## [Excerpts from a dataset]
────────────────────────────────────────

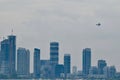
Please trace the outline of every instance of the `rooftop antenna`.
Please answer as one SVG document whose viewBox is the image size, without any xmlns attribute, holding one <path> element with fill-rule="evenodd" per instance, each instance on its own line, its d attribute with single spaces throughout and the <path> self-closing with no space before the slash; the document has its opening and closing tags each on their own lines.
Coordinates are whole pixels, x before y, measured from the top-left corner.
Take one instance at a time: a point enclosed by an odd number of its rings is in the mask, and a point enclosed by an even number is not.
<svg viewBox="0 0 120 80">
<path fill-rule="evenodd" d="M 13 29 L 11 30 L 11 35 L 13 35 Z"/>
<path fill-rule="evenodd" d="M 11 26 L 13 27 L 14 24 L 11 24 Z M 11 35 L 13 35 L 13 28 L 11 28 Z"/>
</svg>

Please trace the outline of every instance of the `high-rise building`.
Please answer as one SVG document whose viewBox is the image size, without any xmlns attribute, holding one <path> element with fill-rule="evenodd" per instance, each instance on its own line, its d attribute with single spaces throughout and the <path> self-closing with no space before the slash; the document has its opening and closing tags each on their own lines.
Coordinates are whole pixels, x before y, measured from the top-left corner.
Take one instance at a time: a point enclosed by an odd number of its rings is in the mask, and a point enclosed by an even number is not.
<svg viewBox="0 0 120 80">
<path fill-rule="evenodd" d="M 1 48 L 1 46 L 0 46 L 0 48 Z M 1 63 L 2 63 L 2 54 L 1 54 L 1 49 L 0 49 L 0 67 L 1 67 Z"/>
<path fill-rule="evenodd" d="M 98 74 L 98 68 L 96 66 L 92 66 L 90 69 L 89 69 L 89 74 L 90 75 L 96 75 Z"/>
<path fill-rule="evenodd" d="M 40 77 L 40 49 L 34 49 L 34 77 Z"/>
<path fill-rule="evenodd" d="M 8 36 L 9 40 L 9 69 L 10 75 L 14 75 L 16 73 L 16 36 L 10 35 Z"/>
<path fill-rule="evenodd" d="M 40 77 L 45 79 L 52 78 L 52 65 L 50 60 L 40 60 Z"/>
<path fill-rule="evenodd" d="M 50 43 L 50 61 L 54 65 L 59 62 L 59 43 L 51 42 Z"/>
<path fill-rule="evenodd" d="M 71 56 L 70 54 L 64 55 L 64 75 L 65 78 L 71 73 Z"/>
<path fill-rule="evenodd" d="M 83 75 L 89 74 L 89 69 L 91 67 L 91 49 L 85 48 L 83 49 Z"/>
<path fill-rule="evenodd" d="M 109 78 L 109 67 L 108 66 L 104 67 L 103 71 L 105 78 Z"/>
<path fill-rule="evenodd" d="M 103 74 L 103 69 L 106 66 L 107 66 L 107 63 L 105 60 L 98 60 L 98 74 Z"/>
<path fill-rule="evenodd" d="M 51 42 L 50 43 L 50 63 L 52 66 L 51 78 L 55 78 L 55 66 L 59 62 L 59 43 Z"/>
<path fill-rule="evenodd" d="M 61 74 L 64 73 L 64 65 L 58 64 L 55 66 L 55 77 L 60 78 Z"/>
<path fill-rule="evenodd" d="M 106 78 L 114 78 L 116 74 L 116 68 L 114 66 L 106 66 L 104 67 L 104 76 Z"/>
<path fill-rule="evenodd" d="M 0 67 L 1 67 L 1 62 L 2 62 L 2 54 L 1 54 L 1 42 L 0 42 Z"/>
<path fill-rule="evenodd" d="M 30 51 L 25 48 L 17 50 L 17 74 L 19 77 L 29 77 Z"/>
<path fill-rule="evenodd" d="M 115 78 L 116 75 L 116 68 L 115 66 L 110 66 L 110 77 Z"/>
<path fill-rule="evenodd" d="M 9 40 L 5 39 L 1 42 L 1 66 L 0 74 L 9 75 Z"/>
</svg>

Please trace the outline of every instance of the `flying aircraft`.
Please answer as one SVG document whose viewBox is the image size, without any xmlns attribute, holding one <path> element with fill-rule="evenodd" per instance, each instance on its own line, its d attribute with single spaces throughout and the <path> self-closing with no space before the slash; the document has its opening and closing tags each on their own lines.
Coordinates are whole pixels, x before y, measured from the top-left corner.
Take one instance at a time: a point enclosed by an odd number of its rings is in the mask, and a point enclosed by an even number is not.
<svg viewBox="0 0 120 80">
<path fill-rule="evenodd" d="M 96 26 L 101 26 L 101 23 L 97 23 Z"/>
</svg>

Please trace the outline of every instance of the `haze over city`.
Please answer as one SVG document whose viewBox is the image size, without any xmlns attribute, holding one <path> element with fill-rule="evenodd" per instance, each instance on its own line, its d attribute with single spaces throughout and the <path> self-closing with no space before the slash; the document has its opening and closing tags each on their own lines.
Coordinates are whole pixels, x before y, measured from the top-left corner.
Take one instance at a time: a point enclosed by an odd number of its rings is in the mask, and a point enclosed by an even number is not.
<svg viewBox="0 0 120 80">
<path fill-rule="evenodd" d="M 105 59 L 120 71 L 119 4 L 118 0 L 0 0 L 0 41 L 13 29 L 17 47 L 30 49 L 31 62 L 35 47 L 40 48 L 41 59 L 49 59 L 49 44 L 57 41 L 60 63 L 70 53 L 72 66 L 80 70 L 82 50 L 89 47 L 92 65 Z"/>
</svg>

────────────────────────────────────────

## [What is needed]
Reproduce each line from the data that has "trace" in it.

## [Task result]
Please trace the outline of every instance of the `rooftop antenna`.
Please trace the outline of every instance of the `high-rise building`.
Please trace the outline of every instance of the `flying aircraft`.
Please trace the outline of every instance of the `haze over city`.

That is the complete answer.